RECORDS FOR THE TASK:
┌──
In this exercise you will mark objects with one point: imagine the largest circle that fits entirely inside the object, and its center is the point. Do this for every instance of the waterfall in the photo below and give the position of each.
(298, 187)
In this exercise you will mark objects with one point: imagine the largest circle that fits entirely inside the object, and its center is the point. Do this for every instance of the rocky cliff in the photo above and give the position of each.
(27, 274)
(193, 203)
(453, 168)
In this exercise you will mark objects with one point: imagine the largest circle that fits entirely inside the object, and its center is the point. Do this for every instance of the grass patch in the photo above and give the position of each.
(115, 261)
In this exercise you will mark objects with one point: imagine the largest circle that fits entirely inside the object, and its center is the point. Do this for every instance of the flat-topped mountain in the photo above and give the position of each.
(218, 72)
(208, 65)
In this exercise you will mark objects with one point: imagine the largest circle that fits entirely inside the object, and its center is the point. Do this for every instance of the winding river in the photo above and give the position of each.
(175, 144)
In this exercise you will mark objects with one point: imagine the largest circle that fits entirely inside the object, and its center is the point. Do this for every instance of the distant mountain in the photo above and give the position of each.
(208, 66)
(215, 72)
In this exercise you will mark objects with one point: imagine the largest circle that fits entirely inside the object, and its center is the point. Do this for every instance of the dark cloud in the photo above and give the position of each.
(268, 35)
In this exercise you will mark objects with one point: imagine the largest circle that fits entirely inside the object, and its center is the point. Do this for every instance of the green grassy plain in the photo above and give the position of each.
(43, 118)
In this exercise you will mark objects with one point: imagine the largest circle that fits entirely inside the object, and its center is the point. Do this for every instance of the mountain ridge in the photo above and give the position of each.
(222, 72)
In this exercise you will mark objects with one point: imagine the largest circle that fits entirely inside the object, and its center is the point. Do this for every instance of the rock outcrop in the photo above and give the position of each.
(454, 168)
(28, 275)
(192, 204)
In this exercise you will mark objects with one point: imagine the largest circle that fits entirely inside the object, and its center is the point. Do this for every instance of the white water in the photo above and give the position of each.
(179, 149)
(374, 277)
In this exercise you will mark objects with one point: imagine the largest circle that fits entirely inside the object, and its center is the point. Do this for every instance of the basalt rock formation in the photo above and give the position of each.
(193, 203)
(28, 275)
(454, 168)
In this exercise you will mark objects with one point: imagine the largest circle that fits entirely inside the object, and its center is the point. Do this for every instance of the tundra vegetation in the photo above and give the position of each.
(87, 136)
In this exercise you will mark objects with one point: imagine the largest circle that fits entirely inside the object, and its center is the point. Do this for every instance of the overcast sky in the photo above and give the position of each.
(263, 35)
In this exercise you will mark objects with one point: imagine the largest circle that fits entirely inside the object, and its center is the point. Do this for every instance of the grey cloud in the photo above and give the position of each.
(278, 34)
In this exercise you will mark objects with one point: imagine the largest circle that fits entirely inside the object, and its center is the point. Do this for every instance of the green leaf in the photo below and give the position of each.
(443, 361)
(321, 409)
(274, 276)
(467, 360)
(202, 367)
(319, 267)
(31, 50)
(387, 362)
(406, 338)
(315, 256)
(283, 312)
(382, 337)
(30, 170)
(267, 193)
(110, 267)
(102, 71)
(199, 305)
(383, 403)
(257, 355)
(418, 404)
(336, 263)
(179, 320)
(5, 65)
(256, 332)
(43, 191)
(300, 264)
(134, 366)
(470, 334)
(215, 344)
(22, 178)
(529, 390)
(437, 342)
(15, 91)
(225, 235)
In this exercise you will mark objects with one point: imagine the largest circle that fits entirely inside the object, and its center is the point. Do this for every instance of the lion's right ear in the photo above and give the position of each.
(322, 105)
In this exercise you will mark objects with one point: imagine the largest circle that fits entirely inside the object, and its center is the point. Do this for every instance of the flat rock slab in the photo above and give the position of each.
└──
Exactly and only the lines from the line containing "of the overcast" through the last line of the entries should be copied, both ends included.

In this exercise you will mark objects with one point: imagine the largest circle that fits entirely inside the object, and its center is the point. Do this for every instance of the overcast sky in the photo above and give the position of each.
(263, 35)
In this exercise you will mark objects with one point: imagine the largest circle that fits entirely inside the object, and its center is the point. Do this for every instance of the grey cloud in the photo above and give the position of each.
(278, 34)
In this exercise you will mark objects with one point: imagine the largest circle that fits entirely inside the object, and its center is the point. Do this for every instance of the green leaf in the photo below and give the position of each.
(443, 361)
(321, 409)
(274, 276)
(467, 360)
(202, 367)
(319, 267)
(31, 50)
(387, 362)
(406, 338)
(315, 256)
(283, 312)
(382, 337)
(30, 170)
(267, 193)
(110, 267)
(102, 71)
(199, 305)
(383, 403)
(257, 355)
(418, 404)
(336, 263)
(179, 320)
(5, 65)
(256, 332)
(43, 191)
(300, 264)
(134, 366)
(470, 334)
(215, 344)
(22, 178)
(529, 390)
(437, 342)
(15, 91)
(225, 235)
In this exercise you will mark objects with one point: imagine the largest circle that fits entirely inside the object, and its center is the point. Do this for every instance of the lion's right ear in the photo above and give the position of each.
(322, 105)
In this exercise you will mark objects with one point: imagine the largest circle that fits entirely inside the object, and its center is the point. Do this for every instance of the flat rock slab in the photo above and give the position of each.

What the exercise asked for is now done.